# START OF Task input

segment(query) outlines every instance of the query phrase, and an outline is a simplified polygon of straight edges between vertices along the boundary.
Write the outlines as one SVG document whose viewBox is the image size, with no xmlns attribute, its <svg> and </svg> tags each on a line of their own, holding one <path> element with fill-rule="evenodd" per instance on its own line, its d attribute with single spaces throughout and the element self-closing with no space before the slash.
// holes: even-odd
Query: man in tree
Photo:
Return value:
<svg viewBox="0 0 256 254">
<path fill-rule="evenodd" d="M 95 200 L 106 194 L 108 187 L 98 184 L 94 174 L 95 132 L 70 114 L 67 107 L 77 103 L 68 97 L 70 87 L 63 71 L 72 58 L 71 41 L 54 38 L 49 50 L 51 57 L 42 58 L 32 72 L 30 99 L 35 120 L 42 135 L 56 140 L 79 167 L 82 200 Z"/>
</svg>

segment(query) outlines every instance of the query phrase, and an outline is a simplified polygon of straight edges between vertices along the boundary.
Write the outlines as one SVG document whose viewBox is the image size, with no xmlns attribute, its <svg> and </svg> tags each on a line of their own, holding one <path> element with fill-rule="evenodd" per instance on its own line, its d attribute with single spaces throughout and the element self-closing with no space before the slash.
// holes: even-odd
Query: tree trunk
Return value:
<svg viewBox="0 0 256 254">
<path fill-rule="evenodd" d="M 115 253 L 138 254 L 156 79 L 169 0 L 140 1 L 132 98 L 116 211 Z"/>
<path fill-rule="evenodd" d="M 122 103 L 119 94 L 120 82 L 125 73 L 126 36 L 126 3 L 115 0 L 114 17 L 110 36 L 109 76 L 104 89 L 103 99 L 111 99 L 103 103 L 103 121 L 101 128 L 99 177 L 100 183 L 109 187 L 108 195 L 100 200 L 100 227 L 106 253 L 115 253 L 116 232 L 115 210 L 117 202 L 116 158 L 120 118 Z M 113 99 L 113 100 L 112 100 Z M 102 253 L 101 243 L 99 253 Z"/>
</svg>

# END OF Task input

(What to do) Copy every entry above line for line, changing nothing.

(Exercise response)
segment(query) outlines every instance of the query phrase, and an outline is a simplified polygon of straight edges between vertices along the boundary.
Write the outlines as one SVG document whose viewBox is the image size, with no xmlns attribute, its <svg> and </svg> tags each on a line of their own, holding one <path> element with fill-rule="evenodd" per instance on its own line, its d attribute with single spaces throughout and the element self-closing with no space before the slash.
// holes: even-odd
Query: man in tree
Photo:
Return value:
<svg viewBox="0 0 256 254">
<path fill-rule="evenodd" d="M 95 200 L 106 194 L 108 187 L 98 184 L 94 174 L 95 132 L 70 114 L 67 107 L 77 103 L 68 97 L 70 87 L 63 71 L 72 58 L 71 41 L 54 38 L 49 50 L 51 57 L 42 58 L 32 72 L 30 99 L 35 120 L 42 135 L 56 140 L 79 167 L 82 200 Z"/>
</svg>

segment(query) outlines every instance of the query phrase, and an outline is a simplified polygon of straight edges between vertices along the boundary.
Write the outlines as one SVG document whose viewBox is the image size, with no xmlns attribute, its <svg> and </svg> tags each on a line of their own, holding one <path> element with fill-rule="evenodd" per instance on its own line, its d attribute with single spaces throughout and the element self-closing with no space before the slash.
// holes: even-odd
Query: tree trunk
Return value:
<svg viewBox="0 0 256 254">
<path fill-rule="evenodd" d="M 115 253 L 138 254 L 156 79 L 169 0 L 140 1 L 132 98 L 116 211 Z"/>
<path fill-rule="evenodd" d="M 122 103 L 119 94 L 120 82 L 125 73 L 126 36 L 126 3 L 115 0 L 114 17 L 110 36 L 109 76 L 104 89 L 103 99 L 111 99 L 103 103 L 103 121 L 101 128 L 99 177 L 100 183 L 109 187 L 108 195 L 100 200 L 100 227 L 106 253 L 115 253 L 116 232 L 115 210 L 117 202 L 116 158 L 120 118 Z M 113 99 L 113 100 L 112 100 Z M 102 253 L 101 243 L 99 253 Z"/>
</svg>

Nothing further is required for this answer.